Page extract ▸
□ □ □ □

# Help Me Choose a Flood Table...



## DiamondJim420 (Mar 6, 2012)

I'm wanting to build a DIY Flood & Drain system (3x3).  Everything will be DIY except the Flood Table.  I want to buy a manufactured Flood Table.  Something strong and durable.

Botanicare and Hydrofarm both offer 3x3 flood tables.  And there is a color choice: black or white.  And there is a depth choice: 4-inches up to 7-inches.

Seems like a 6-inch water level in a 3x3 tray would be very, very heavy.

Anyway, please suggest a flood table for me.  Manufacturer, color, and depth.  I'll be growing short indica plants using the SOG method.  I can use either rockwool or hydroton.


----------



## PuffinNugs (Mar 6, 2012)

how set are you on building the table?

you ever think of DIY DWC Buckets?


----------



## OGKushman (Mar 7, 2012)

Any brand

Black

7 inches

Rockwool
MOJO FOR U!


----------



## Hushpuppy (Mar 7, 2012)

If you want to save the $$ on the flood table, go to Lowes or Home Depot and look at some of the storage totes that they have. That is what I use and love it. Also there are some "flood pans" over where they keep the water heaters that are heavy duty, and are about 3'x3'x3"deep. If you want to keep it all DIY then that "flood pan" should work quite well. I would use both rockwool and hydroton in the floodpan as the plants will grow well in the rockwool and then the hydroton will protect the roots from drying out that emerge from the cubes. I actually am doing that very thing in my stealth cabinet grow right now.


----------



## Teamster6 (Mar 7, 2012)

SAve some money and build your own. Its easy and pocket the extra money.

Best choice enf. It can be auto or manual. You dont necessarily need anything fancy. There are a gazillion articles out there on building home flood tables. Hell this system is 10 gallon buckets and I have used this for over 20 years. Hand dump buckets five gallon ressys.

good luck and happy growing
t6


----------



## akhockey (Mar 7, 2012)

Check out Home Depot they have mortar mixing tubs that are about 6' deep and super durable(much better than the ones at Lowes). I believe the dimensions are 21"x36" I use 2 filled with Hton next to each other flooded off the same pump with a tee, draining into a 35 gallon rezzy.


----------



## Old_SSSC_Guy (Mar 7, 2012)

Others may disagree, but I have a big concern about using any cheapo (i.e. Chineese) plastics.  They are NOT food-grade and are made with recycled crud with no concern for the toxins and poisons in the plastic.  There is a very good reason some plastics are food-grade and others are not.

□ □ □ □

Activity 1 ▸ In the flood table thread, list the username of every person who replied to DiamondJim420's opening post.
Activity 2 ▸ Condense the paragraph of the flood table thread beginning "If you want to save the $$ on the flood table" into a short bulleted list that keeps its main facts.
Activity 3 ▸ According to the flood table thread, which two companies offer 3x3 flood tables?
Rely only on the flood table thread for these.

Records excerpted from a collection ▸
□ □ □ □

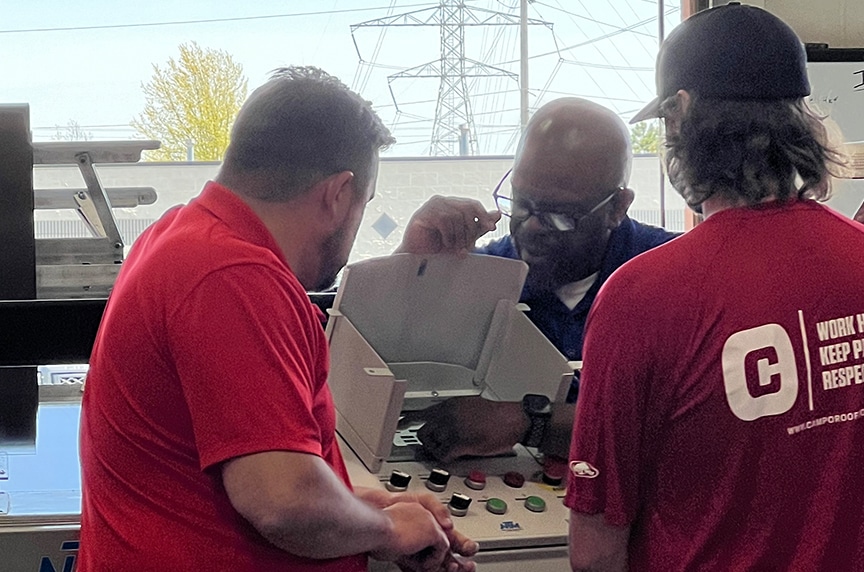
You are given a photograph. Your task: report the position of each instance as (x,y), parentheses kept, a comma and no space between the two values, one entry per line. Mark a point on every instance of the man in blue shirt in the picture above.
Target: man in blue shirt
(567,200)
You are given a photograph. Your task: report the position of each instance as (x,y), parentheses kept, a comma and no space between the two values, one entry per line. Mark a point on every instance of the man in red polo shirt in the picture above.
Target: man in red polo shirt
(208,429)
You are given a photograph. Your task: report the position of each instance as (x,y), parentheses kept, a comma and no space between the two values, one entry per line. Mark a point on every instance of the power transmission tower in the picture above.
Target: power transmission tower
(454,121)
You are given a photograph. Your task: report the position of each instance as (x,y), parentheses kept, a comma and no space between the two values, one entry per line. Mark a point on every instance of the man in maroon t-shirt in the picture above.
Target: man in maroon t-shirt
(208,429)
(720,422)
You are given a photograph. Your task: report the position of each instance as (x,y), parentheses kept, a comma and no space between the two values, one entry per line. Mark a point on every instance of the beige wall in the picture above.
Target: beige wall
(838,23)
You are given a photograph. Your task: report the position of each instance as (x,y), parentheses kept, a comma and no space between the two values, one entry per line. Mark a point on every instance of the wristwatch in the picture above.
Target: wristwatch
(538,408)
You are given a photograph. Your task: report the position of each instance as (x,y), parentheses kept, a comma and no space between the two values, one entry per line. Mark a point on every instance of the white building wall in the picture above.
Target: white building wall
(403,185)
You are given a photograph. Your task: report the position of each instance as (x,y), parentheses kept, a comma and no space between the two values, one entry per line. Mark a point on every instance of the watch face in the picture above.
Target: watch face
(537,404)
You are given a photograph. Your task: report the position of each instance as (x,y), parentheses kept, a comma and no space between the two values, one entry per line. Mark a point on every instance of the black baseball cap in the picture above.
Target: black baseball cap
(730,52)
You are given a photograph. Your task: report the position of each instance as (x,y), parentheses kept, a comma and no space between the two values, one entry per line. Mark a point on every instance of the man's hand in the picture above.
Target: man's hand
(415,537)
(470,426)
(447,225)
(461,546)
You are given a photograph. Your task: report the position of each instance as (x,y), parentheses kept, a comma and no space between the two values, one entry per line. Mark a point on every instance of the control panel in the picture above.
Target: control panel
(506,502)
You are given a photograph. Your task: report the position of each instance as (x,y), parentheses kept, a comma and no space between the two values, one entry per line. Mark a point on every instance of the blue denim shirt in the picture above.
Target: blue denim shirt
(565,327)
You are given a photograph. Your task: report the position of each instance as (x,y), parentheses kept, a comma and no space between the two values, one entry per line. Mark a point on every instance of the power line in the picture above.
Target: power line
(203,21)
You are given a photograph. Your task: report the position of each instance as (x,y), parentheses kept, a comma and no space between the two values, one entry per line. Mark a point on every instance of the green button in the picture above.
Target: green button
(496,506)
(535,504)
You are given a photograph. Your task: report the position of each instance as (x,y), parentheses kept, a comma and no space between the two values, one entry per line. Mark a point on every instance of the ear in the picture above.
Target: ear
(620,203)
(336,195)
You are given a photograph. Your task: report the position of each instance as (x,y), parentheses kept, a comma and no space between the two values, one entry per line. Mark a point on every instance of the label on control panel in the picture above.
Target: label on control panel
(510,526)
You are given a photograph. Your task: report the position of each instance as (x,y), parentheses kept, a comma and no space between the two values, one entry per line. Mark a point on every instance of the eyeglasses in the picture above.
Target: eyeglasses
(522,209)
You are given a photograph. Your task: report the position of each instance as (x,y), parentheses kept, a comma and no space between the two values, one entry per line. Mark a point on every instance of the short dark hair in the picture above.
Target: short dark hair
(749,151)
(300,127)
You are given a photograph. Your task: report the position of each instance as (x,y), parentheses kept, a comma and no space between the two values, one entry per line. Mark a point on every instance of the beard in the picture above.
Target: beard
(555,260)
(332,259)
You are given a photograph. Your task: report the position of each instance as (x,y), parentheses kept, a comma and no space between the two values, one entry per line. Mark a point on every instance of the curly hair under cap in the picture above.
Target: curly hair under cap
(300,127)
(749,151)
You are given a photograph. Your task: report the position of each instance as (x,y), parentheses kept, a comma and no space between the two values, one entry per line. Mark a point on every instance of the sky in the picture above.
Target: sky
(86,61)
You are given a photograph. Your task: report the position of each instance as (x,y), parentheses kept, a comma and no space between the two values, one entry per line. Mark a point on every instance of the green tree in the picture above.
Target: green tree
(645,137)
(191,104)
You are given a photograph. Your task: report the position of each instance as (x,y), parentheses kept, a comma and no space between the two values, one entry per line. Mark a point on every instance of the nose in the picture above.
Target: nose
(532,224)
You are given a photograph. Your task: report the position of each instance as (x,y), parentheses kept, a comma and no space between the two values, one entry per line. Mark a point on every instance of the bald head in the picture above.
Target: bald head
(572,143)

□ □ □ □

Answer area 1 ▸ PuffinNugs, OGKushman, Hushpuppy, Teamster6, akhockey, Old_SSSC_Guy

Answer area 2 ▸
- To save money on a flood table, look at storage totes at Lowes or Home Depot; the poster uses them and loves them.
- Heavy-duty "flood pans" near the water heaters are about 3'x3'x3" deep and should work well for an all-DIY build.
- Use both rockwool and hydroton in the flood pan: plants grow well in rockwool, and hydroton keeps roots emerging from the cubes from drying out.
- The poster is doing this in a stealth cabinet grow right now.

Answer area 3 ▸ Botanicare and Hydrofarm.